◆ **Study text**
#####

Since ATC is not a law firm it cannot give anything other than general information. It cannot tell you what is evidence in your particular case and it cannot tell you how to get evidence before the judge in your particular case. The following is a brief overview of evidence in family law cases.
Physical Evidence: includes anything that is tangible such as calendars, diaries, photos, school records, medical records etc. Remember any evidence you intend to ask the court to see must be given to the other side when you file your evidence. They must be given the opportunity to review it and call witnesses for cross-examination (ask questions about the evidence, what it is, where it came from etc.).
Police reports: These can be used but it is important to know that anyone can make a police report. They do not prove what happened unless the police officer who prepares the report actually saw you slug the other person, parent, etc. Without this the judge knows it is your word against the other person’s word. Still they can be useful as cumulative evidence, part of all your evidence to show that it is more likely than not that what you want to prove really happened.
Photographs, audiotapes, text messages: These can all be helpful, but they have to be authenticated. This means that you must convince the judge that they are accurate and true representations of what you say they are. This means you may have to have the person who took the photos, sent the text, or recorded whatever, testify to the court that they took the photo, etc. and that they have not been doctored or changed in any manner. If the person needed to testify to the court that your evidence is trustworthy is friendly you may ask them to come to court to authenticate your evidence if they are not friendly you may have to subpoena them to appear in court and testify.
Witnesses: You can also introduce evidence through testimony of witnesses. A witness, including yourself testifies under oath about what they have seen or heard. The other side has the right to ask them any questions about the testimony to clarify it, or to show that it is not trustworthy.
Expert witnesses: Is any individual who has a expertise in a certain subject or field, such as doctors, accountants, social worker who is qualified to give an opinion to the court in their testimony such as “in my opinion the child would be better off living at the north pole with santa”. Only expert witnesses are allowed to give their opinions in court due to their expertise.
Rules of Evidence: Because evidence used in the courts is so important there are rules in place in each state that are used to make sure the evidence presented to the judge is trustworthy vs. a forgery of a document someone might try to get in as evidence. For instance the rules of evidence require that all evidence be material that is relevant to the issues involved in the case and that physical evidence be able to be authenticated, that is usually the person who prepared the document testify in court as to it’s authenticity. If you plan on representing yourself in a trial you should consult with the rules of evidence in your state otherwise the court may not accept your evidence.

#####

◆ **Given information**
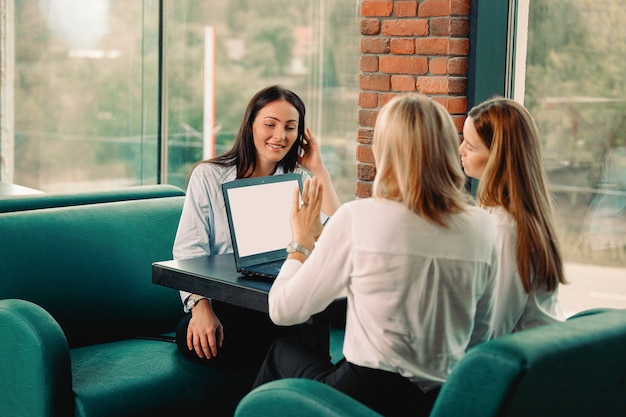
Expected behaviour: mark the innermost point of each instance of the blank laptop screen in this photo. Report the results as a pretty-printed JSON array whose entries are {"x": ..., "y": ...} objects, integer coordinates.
[{"x": 261, "y": 216}]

#####

◆ **Exercise tasks**
[A] Return the passage of the evidence overview from "Expert witnesses: Is" to "to their expertise.", copied word for word.
[B] In the evidence overview, which witnesses are the only ones allowed to give their opinions in court?

◆ **Task-by-task answers**
[A]
Expert witnesses: Is any individual who has a expertise in a certain subject or field, such as doctors, accountants, social worker who is qualified to give an opinion to the court in their testimony such as “in my opinion the child would be better off living at the north pole with santa”. Only expert witnesses are allowed to give their opinions in court due to their expertise.

[B] Expert witnesses